-- START --

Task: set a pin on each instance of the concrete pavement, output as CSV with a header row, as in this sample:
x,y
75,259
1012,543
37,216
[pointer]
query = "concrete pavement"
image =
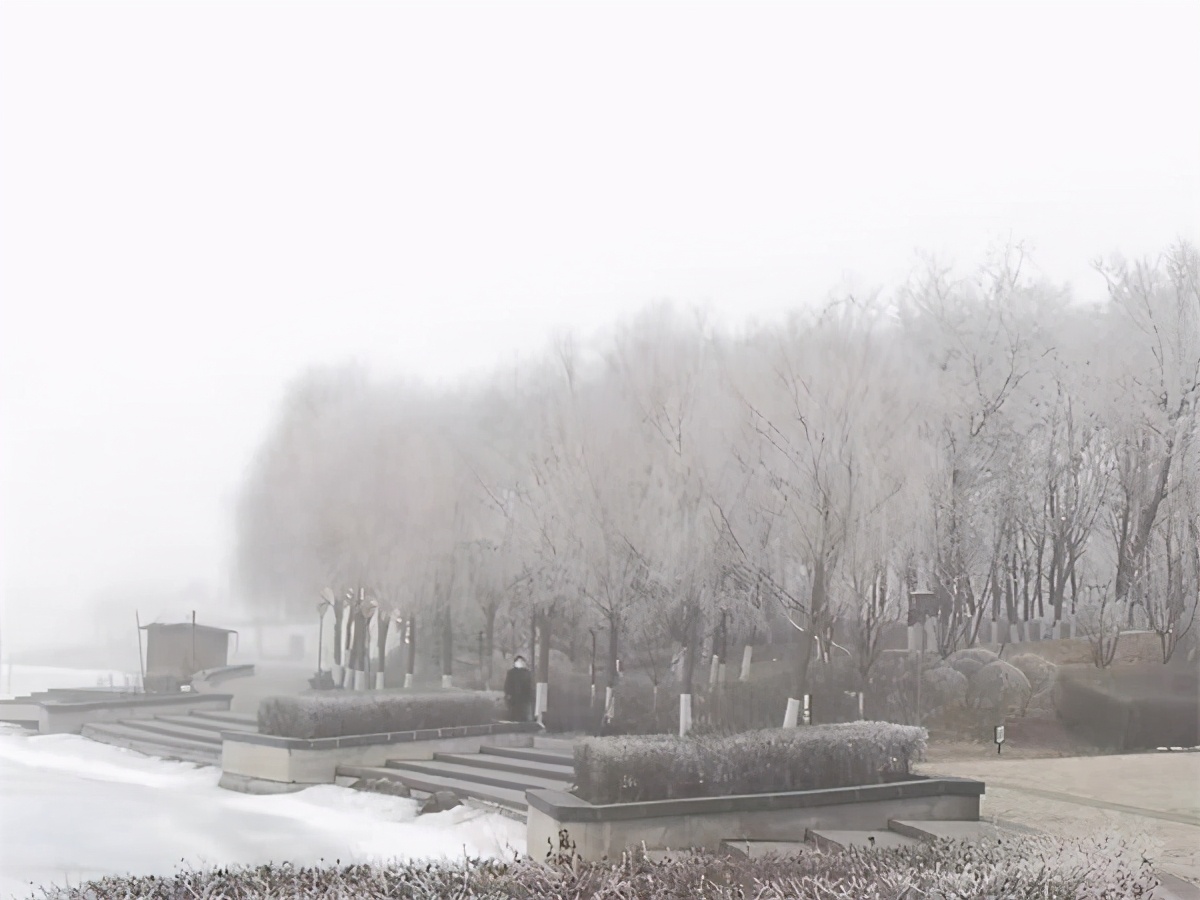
x,y
1151,799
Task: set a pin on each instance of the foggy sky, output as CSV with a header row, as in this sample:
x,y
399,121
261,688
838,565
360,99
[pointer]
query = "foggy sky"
x,y
198,201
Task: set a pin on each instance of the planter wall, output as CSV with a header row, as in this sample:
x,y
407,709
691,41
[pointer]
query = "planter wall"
x,y
264,763
703,822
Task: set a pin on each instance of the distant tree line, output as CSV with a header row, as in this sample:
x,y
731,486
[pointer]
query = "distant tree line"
x,y
984,437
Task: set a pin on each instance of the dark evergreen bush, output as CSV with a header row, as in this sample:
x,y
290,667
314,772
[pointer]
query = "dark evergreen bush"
x,y
341,714
623,769
1129,708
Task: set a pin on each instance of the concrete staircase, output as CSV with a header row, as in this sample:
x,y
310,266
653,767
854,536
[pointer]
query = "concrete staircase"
x,y
192,737
899,833
496,777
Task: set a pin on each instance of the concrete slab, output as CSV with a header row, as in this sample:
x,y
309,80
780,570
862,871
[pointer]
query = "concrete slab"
x,y
756,850
832,840
921,831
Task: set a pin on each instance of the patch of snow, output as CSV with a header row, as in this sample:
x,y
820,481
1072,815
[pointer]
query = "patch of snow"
x,y
72,809
19,681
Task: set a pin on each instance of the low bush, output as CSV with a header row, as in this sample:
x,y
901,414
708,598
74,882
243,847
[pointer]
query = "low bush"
x,y
623,769
1129,708
339,715
976,653
999,688
946,688
966,665
1085,869
1039,673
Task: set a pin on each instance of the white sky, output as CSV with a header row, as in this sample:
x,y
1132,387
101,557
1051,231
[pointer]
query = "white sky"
x,y
198,201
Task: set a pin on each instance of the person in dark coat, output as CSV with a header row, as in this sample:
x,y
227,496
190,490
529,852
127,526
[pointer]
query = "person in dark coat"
x,y
519,690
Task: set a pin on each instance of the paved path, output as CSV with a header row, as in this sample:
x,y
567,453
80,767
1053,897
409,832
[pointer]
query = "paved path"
x,y
1141,797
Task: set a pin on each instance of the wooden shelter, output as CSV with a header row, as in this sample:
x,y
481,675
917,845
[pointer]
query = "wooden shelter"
x,y
177,652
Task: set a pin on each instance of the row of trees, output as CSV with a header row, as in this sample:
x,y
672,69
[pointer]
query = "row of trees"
x,y
984,437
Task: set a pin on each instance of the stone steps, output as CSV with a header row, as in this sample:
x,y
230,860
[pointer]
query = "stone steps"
x,y
174,730
153,744
227,719
501,763
550,757
833,840
195,736
429,784
478,774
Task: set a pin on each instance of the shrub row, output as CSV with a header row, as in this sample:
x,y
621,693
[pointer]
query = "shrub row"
x,y
333,715
1085,869
624,769
1131,708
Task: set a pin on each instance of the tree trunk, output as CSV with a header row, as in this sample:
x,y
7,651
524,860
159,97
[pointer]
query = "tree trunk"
x,y
543,685
411,659
613,673
447,648
490,639
339,622
1129,555
804,649
384,624
687,677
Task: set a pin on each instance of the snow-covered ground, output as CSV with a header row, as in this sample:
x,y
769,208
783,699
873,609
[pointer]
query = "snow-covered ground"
x,y
17,681
72,809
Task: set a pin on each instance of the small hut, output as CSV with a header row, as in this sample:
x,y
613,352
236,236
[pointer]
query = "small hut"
x,y
177,652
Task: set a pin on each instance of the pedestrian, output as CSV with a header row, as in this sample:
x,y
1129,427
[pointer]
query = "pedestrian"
x,y
519,690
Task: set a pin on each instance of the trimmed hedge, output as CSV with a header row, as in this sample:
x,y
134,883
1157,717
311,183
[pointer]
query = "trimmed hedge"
x,y
628,769
1129,708
343,714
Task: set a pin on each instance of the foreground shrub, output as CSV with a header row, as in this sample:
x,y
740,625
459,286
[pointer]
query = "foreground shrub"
x,y
341,714
1027,868
654,768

-- END --

- **Directions for this task**:
Could you reproduce every record above exactly, leaving out the pictures?

- **Correct response**:
Task: set a pin on each instance of the concrete pavement, output as CSV with a header row, as in this sample:
x,y
75,259
1012,543
37,216
[pointer]
query = "concrete pavement"
image =
x,y
1151,799
Task: set a pin on each instance of the foggy sky, output as CSV with a header row, as in this sample:
x,y
399,121
261,688
838,565
360,99
[pointer]
query = "foggy sky"
x,y
198,201
Task: set a pin on each instance of the planter wall, output as CSV with a header row, as in this sample:
x,y
407,709
691,41
[pointer]
query = "planter wall"
x,y
264,763
703,822
Task: set a pin on each instance of the distant tree line, output as CSV with a header row, as in this sample:
x,y
731,486
[pointer]
query = "distant tree line"
x,y
984,437
Task: set a pin on each instance of the dark evergreen bush, output as CSV with a header row, as in this sample:
x,y
290,667
314,772
[pointer]
query = "dark evergreen bush"
x,y
341,714
623,769
1129,708
Task: set a pin on each instance of the concrete staircase, output as CSV with a header row, as in this sample:
x,y
310,266
653,767
854,536
[pointer]
query = "concrete staircase"
x,y
192,737
899,833
496,777
Task: set a pin on each instance of the concrete slab, output as CSV with a header row, as in this sample:
x,y
309,80
780,570
862,871
[pointer]
query = "concrete slab"
x,y
756,850
832,840
921,831
Task: set a pin on each instance of the patch of snow, output as CSV with a header row, as in this sample:
x,y
820,481
1072,815
[pointer]
query = "patch of snow"
x,y
72,809
19,681
Task: set a pin on each instance of the low bush, output as CSV with a header row, as in this sample:
x,y
901,414
708,598
74,882
243,847
[pointer]
query = "low bush"
x,y
623,769
1129,708
339,715
976,653
999,688
946,688
966,665
1085,869
1039,673
Task: set a pin on each instance of the white sky, output as CSV with a header row, as in this sample:
x,y
1132,387
101,557
1051,231
[pointer]
query = "white sky"
x,y
198,201
Task: set a pin on each instance of the person in dark coat, output as CSV with a header row, as in this sample:
x,y
227,496
190,490
529,852
127,526
[pointer]
query = "person in dark coat"
x,y
519,690
Task: set a pin on each instance of the paved path, output as CSV with a header row, as in this sample:
x,y
567,453
80,767
1053,897
409,832
[pointer]
query = "paved path"
x,y
1141,797
Task: set a pin on each instance of the wooden shelter, output as CSV with a header row, as in this sample:
x,y
481,675
917,845
[pointer]
query = "wooden shelter"
x,y
177,652
Task: set a pin on each instance of the row of trees, output as CSV with a header row, as in this sample:
x,y
672,69
[pointer]
query = "row of trees"
x,y
984,437
Task: set a pin on each instance of the stone steps, output as CSV with a header row, as in this sample:
x,y
230,860
[pointer]
query = "stone steps"
x,y
174,730
153,744
227,719
501,763
550,757
833,840
195,736
429,784
478,774
Task: set a pin on each instance of the shrub row, output as CSV with a header row, as in this sample:
x,y
621,693
[pointer]
query = "shrub row"
x,y
333,715
1085,869
624,769
1131,708
Task: set a pin on each instance of the tree trunk, output as CSV with a header row, as in this sample:
x,y
7,651
524,860
159,97
[pointer]
query = "tree trunk"
x,y
543,685
411,659
613,673
447,648
490,639
339,622
1129,555
804,649
384,624
687,677
Task: set a pin on each instance of the snow-covered ground, output as CSV with a header row, as in this sample:
x,y
769,208
783,699
873,609
[pointer]
query = "snow-covered ground"
x,y
17,681
72,809
Task: set a pin on each instance of the small hut, output as CSV with a header row, as in this sample:
x,y
613,352
236,236
[pointer]
query = "small hut"
x,y
177,652
Task: set a pin on each instance of the pedestrian, output as CSV with a header row, as in this sample:
x,y
1129,427
[pointer]
query = "pedestrian"
x,y
519,690
Task: set a pin on each instance of the trimmed hedge, output as CSV with a header row, as in this sample:
x,y
134,883
1157,717
311,183
[pointer]
query = "trimmed hedge"
x,y
628,769
1129,708
343,714
Task: set a pin on each instance of the foreground shrub, output as CSV with a header row, as in this sample:
x,y
740,625
459,286
[pointer]
query = "foreground shrub"
x,y
341,714
1027,868
654,768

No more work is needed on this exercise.